___ Bloque de texto

Noooo, yo no desfilaba por la pasarela. Me pagaban por estar entre bambalinas, o dicho con onda: en el backstage; mi misión era ayudar a vestir a los y las modelos… Uno de los trabajos más pintorescos de los muchos que he realizado. Hay que hacerlo a contra reloj, con precisión militar, y el/la modelo tiene que salir impecable y radiante. Y sobre todo con las piezas de ropa sin confundir, porque los dueños de las firmas están entre el público, observando y comprobando que sus productos están siendo correctamente exhibidos, y ay de los pobres vestidores si nos equivocamos de marca, o sacamos la ropa de una firma cuando por los altavoces se anuncia otra.

Muchos de los desfiles en los que trabajaba se realizaban en ferias y congresos del mercado de la moda, los modelos son los encargados de sacar los avances para las temporadas venideras. El público lo componían periodistas, profesionales del diseño, distribuidores, exportadores, ya sabéis, todo lo que vale, brilla y vende en ese gremio. Así que nada de errores. Teníamos que ser extremadamente cuidadosos de no ensuciar o estrujar esas joyas del arte textil.

Mi hijo también echaba una mano de vez en cuando para ganarse unos euros extras. Vestíamos a los chicos. Había llegado a coger tanta pericia en la tarea que era capaz de completar a un modelo con traje de novio en menos de dos minutos, calcetines, pantalones, camisa con gemelos, corbata con pasador, chaqueta, zapatos relucientes… Y aún le sobraba un minuto para ayudarme.

______

_Problemas y tareas_.
A - Reproduzca del relato sobre el trabajo entre bambalinas el fragmento comprendido entre "Muchos de los" y "del arte textil.", ambos incluidos.
B - Según el relato sobre el trabajo entre bambalinas, ¿en cuánto tiempo podía el hijo vestir a un modelo con traje de novio?

___ Filas

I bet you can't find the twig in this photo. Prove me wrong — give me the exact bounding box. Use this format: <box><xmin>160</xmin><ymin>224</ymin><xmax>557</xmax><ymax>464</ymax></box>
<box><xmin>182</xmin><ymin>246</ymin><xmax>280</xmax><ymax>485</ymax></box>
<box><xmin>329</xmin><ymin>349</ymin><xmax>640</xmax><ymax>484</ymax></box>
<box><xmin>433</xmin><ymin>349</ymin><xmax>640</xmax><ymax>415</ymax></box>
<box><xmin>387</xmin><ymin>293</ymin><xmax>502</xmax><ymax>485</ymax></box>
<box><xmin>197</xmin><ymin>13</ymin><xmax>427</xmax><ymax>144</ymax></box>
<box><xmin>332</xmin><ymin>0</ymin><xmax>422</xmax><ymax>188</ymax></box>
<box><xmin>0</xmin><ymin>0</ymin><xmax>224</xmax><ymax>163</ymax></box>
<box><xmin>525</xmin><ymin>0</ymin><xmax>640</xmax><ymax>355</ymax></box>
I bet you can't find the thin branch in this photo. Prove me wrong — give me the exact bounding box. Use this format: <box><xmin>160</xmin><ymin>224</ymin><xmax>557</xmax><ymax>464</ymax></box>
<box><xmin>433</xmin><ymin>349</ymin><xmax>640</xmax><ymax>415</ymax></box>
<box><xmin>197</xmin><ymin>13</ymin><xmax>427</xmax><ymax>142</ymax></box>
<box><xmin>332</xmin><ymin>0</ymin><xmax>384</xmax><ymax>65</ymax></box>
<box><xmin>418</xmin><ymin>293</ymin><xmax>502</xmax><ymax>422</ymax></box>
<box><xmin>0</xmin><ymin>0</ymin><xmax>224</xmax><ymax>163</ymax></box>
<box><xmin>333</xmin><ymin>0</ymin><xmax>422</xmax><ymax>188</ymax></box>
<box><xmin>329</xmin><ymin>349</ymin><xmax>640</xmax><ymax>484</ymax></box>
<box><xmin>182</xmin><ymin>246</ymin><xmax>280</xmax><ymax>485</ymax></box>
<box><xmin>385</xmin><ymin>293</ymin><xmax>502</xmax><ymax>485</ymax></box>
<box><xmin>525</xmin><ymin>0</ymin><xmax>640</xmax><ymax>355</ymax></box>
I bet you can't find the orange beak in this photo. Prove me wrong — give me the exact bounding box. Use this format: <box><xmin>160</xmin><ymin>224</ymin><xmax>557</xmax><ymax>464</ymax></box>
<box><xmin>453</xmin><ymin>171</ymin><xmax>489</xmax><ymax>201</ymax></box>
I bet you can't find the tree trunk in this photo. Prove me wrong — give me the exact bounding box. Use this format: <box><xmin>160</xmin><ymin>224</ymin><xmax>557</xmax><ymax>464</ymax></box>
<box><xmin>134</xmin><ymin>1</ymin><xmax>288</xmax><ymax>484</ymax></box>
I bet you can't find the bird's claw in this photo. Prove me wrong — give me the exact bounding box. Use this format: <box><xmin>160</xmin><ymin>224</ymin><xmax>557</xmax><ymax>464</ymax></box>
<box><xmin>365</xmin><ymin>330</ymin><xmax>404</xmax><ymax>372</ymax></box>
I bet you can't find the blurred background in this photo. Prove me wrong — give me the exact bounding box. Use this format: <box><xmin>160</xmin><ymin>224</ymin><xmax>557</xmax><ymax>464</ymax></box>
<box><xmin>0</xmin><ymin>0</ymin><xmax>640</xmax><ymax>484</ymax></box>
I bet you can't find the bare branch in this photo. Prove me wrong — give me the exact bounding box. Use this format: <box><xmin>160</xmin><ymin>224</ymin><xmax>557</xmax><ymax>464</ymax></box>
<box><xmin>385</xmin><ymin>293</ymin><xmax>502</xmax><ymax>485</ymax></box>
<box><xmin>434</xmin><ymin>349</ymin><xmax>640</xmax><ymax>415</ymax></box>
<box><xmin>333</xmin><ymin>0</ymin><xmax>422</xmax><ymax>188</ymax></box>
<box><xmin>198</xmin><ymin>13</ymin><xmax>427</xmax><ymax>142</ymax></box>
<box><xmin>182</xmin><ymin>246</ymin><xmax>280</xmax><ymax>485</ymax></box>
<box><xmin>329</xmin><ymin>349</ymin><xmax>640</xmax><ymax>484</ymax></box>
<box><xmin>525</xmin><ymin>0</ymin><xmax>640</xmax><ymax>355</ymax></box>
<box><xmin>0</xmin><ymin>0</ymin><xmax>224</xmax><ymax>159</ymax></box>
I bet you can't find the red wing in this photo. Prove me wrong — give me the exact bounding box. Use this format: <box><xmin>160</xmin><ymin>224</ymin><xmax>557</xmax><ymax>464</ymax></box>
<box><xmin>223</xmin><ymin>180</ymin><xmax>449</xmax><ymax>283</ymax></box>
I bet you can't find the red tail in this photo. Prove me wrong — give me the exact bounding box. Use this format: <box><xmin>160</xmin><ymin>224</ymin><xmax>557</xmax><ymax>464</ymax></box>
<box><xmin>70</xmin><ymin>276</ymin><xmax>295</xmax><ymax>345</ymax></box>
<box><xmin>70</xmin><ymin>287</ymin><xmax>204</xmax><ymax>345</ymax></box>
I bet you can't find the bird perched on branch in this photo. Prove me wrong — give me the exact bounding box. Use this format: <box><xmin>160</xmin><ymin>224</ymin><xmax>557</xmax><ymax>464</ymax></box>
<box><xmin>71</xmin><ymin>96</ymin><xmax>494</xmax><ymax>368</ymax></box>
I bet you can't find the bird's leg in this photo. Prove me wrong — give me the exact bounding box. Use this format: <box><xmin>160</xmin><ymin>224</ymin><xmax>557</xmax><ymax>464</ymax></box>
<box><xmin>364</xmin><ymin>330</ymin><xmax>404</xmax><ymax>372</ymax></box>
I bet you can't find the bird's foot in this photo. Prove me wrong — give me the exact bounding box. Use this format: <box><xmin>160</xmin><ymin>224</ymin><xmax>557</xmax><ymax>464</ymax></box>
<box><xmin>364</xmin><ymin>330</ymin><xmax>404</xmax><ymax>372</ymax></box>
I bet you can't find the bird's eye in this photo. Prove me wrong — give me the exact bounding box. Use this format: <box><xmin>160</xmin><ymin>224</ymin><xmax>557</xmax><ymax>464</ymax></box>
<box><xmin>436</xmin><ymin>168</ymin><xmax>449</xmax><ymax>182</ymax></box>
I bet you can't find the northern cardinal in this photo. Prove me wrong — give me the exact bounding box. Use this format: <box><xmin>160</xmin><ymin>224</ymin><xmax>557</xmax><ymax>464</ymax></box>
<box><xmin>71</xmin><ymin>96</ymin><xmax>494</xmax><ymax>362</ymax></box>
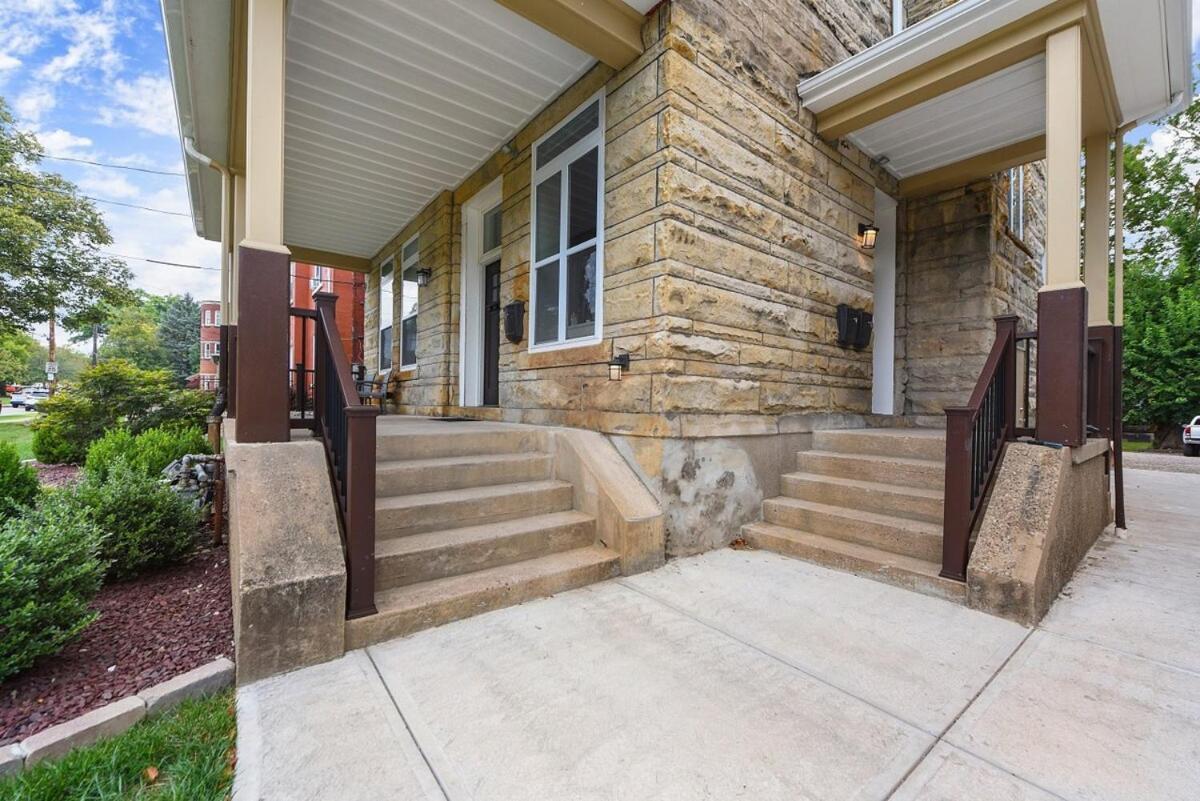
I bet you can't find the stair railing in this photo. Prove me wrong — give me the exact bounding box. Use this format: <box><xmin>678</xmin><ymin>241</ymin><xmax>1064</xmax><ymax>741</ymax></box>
<box><xmin>941</xmin><ymin>315</ymin><xmax>1018</xmax><ymax>582</ymax></box>
<box><xmin>312</xmin><ymin>293</ymin><xmax>379</xmax><ymax>619</ymax></box>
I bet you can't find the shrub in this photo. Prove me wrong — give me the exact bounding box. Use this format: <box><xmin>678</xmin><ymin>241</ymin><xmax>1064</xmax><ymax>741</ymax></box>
<box><xmin>34</xmin><ymin>359</ymin><xmax>212</xmax><ymax>463</ymax></box>
<box><xmin>0</xmin><ymin>493</ymin><xmax>104</xmax><ymax>681</ymax></box>
<box><xmin>72</xmin><ymin>459</ymin><xmax>200</xmax><ymax>579</ymax></box>
<box><xmin>84</xmin><ymin>424</ymin><xmax>209</xmax><ymax>481</ymax></box>
<box><xmin>0</xmin><ymin>442</ymin><xmax>41</xmax><ymax>520</ymax></box>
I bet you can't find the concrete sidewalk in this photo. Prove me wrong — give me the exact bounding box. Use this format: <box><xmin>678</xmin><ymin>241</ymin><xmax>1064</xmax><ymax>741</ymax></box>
<box><xmin>234</xmin><ymin>471</ymin><xmax>1200</xmax><ymax>801</ymax></box>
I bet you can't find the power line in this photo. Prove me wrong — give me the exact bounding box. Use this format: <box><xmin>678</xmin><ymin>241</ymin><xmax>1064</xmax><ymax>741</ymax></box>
<box><xmin>0</xmin><ymin>177</ymin><xmax>192</xmax><ymax>218</ymax></box>
<box><xmin>42</xmin><ymin>156</ymin><xmax>184</xmax><ymax>177</ymax></box>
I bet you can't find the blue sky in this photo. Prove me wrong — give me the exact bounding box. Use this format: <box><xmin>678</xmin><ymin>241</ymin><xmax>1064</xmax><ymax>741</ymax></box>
<box><xmin>0</xmin><ymin>0</ymin><xmax>1200</xmax><ymax>352</ymax></box>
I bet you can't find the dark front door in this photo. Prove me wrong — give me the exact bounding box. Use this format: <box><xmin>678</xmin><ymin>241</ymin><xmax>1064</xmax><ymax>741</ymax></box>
<box><xmin>484</xmin><ymin>261</ymin><xmax>500</xmax><ymax>406</ymax></box>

______

_Respuestas por orden_.
A -
Muchos de los desfiles en los que trabajaba se realizaban en ferias y congresos del mercado de la moda, los modelos son los encargados de sacar los avances para las temporadas venideras. El público lo componían periodistas, profesionales del diseño, distribuidores, exportadores, ya sabéis, todo lo que vale, brilla y vende en ese gremio. Así que nada de errores. Teníamos que ser extremadamente cuidadosos de no ensuciar o estrujar esas joyas del arte textil.

B - En menos de dos minutos.